◆ SELECTION ◆
■ ■ ■ ■ ■

‘Goldfish’ review: A slow-paced heartwarming mother-daughter tale

The movie throws light on challenges of dementia


Goldfish is a heartwarming mother-daughter story that stays with you long after you've watched it. Anamika Fields (Kalki Koechlin) is the daughter who has just returned home after her mother Sadhana Tripathi (Deepti Naval), a person with dementia, narrowly escaped a mishap.

The story is set in the United States, a neighbourhood in which Anamika spent her childhood years - one gets to see the kind of close community bond between fellow Indians and Asians who reside in the neighbourhood and are always there for each other. This is evident from the fact that one of Sadhana's neighbours, Laxmi Natrajan (Bharti Patel), a retired NHS nurse sends an SOS to Anamika, when she senses that Sadhna might need someone to look after her. However, Sadhana resents help. She is a firm believer in her own ability to look after herself notwithstanding the onset of dementia.

Character arcs of both, the mother and daughter are well fleshed out - Sadhana, a music teacher, enjoys time with her students and their presence makes her feel all is well with her and the world. She reminisces the time when Pandit Ravi Shankar would play on and on until wee hours of the morning and years to attend concerts like that which indulge one's heart and mind. She is shown to have been a control freak to her daughter, often hurting the latter's sentiments in a bid for oneupmanship.

Anamika, on her part, is looking at sending her mother to a Care Home but she finds herself in a dilemma as to whether to go ahead with it or not and that forms the centre of the narrative.

■ ■ ■ ■ ■

◆ RECORD LIST ◆
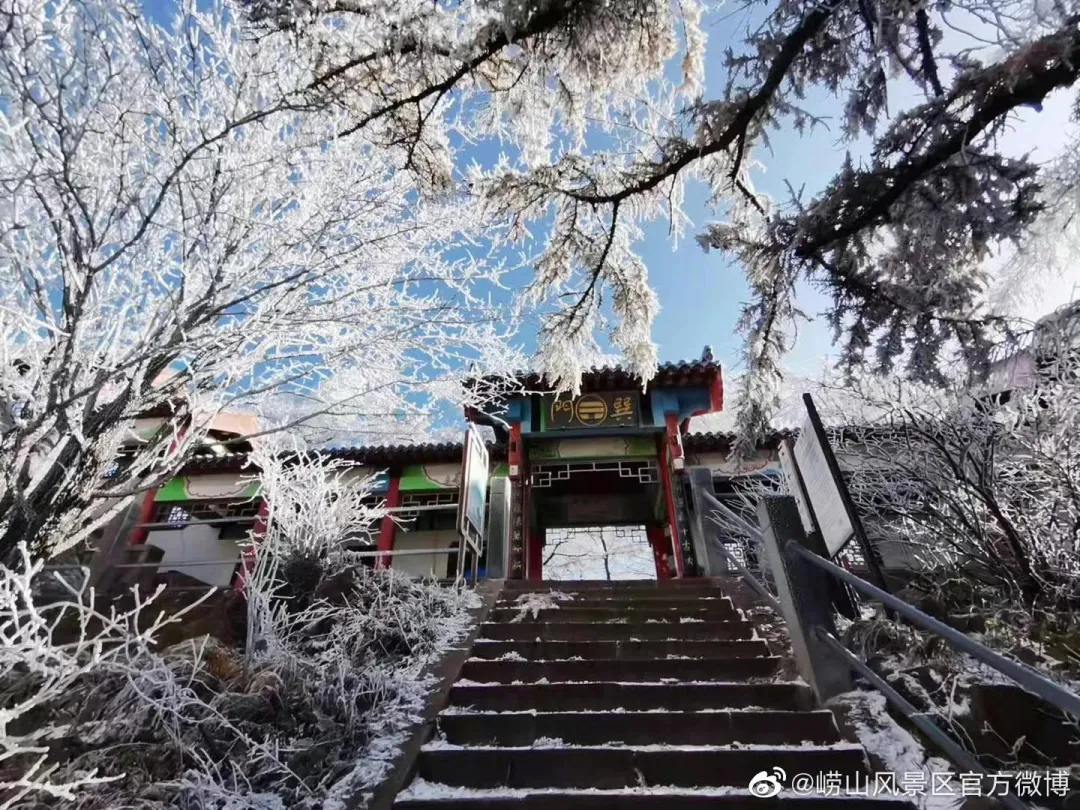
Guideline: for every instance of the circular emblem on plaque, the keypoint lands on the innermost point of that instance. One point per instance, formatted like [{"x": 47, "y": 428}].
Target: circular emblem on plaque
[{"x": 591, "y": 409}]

■ ■ ■ ■ ■

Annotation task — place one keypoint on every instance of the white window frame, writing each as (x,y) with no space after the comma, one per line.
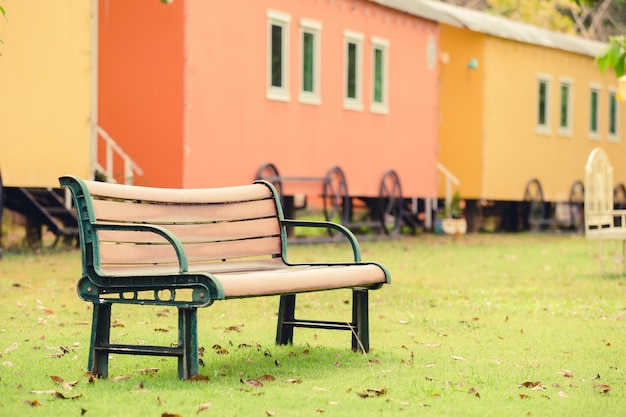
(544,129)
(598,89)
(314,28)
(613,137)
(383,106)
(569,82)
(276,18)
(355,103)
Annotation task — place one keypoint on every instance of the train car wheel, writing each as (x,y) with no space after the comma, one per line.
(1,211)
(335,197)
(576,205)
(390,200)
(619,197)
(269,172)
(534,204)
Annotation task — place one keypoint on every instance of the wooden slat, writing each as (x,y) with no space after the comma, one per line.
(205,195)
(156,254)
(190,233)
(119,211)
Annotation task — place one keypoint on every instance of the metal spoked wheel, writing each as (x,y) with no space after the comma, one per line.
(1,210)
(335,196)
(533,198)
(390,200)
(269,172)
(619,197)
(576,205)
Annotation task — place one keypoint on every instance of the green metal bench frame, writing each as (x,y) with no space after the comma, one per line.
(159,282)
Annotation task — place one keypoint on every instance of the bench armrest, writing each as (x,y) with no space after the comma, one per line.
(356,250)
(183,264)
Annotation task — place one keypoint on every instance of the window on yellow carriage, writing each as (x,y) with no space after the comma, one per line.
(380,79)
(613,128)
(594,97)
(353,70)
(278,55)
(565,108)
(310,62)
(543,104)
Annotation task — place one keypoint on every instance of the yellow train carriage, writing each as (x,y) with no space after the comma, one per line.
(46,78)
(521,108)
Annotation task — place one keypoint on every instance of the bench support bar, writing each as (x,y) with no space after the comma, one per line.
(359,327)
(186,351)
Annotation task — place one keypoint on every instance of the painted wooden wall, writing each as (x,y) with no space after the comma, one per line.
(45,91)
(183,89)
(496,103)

■ ■ ■ ■ ■

◆ STATED EXERCISE ◆
Please reproduce the Goldfish review above word for word, in full, from its headline to its final sentence.

◆ RESPONSE TO THIS TASK ◆
‘Goldfish’ review: A slow-paced heartwarming mother-daughter tale

The movie throws light on challenges of dementia


Goldfish is a heartwarming mother-daughter story that stays with you long after you've watched it. Anamika Fields (Kalki Koechlin) is the daughter who has just returned home after her mother Sadhana Tripathi (Deepti Naval), a person with dementia, narrowly escaped a mishap.

The story is set in the United States, a neighbourhood in which Anamika spent her childhood years - one gets to see the kind of close community bond between fellow Indians and Asians who reside in the neighbourhood and are always there for each other. This is evident from the fact that one of Sadhana's neighbours, Laxmi Natrajan (Bharti Patel), a retired NHS nurse sends an SOS to Anamika, when she senses that Sadhna might need someone to look after her. However, Sadhana resents help. She is a firm believer in her own ability to look after herself notwithstanding the onset of dementia.

Character arcs of both, the mother and daughter are well fleshed out - Sadhana, a music teacher, enjoys time with her students and their presence makes her feel all is well with her and the world. She reminisces the time when Pandit Ravi Shankar would play on and on until wee hours of the morning and years to attend concerts like that which indulge one's heart and mind. She is shown to have been a control freak to her daughter, often hurting the latter's sentiments in a bid for oneupmanship.

Anamika, on her part, is looking at sending her mother to a Care Home but she finds herself in a dilemma as to whether to go ahead with it or not and that forms the centre of the narrative.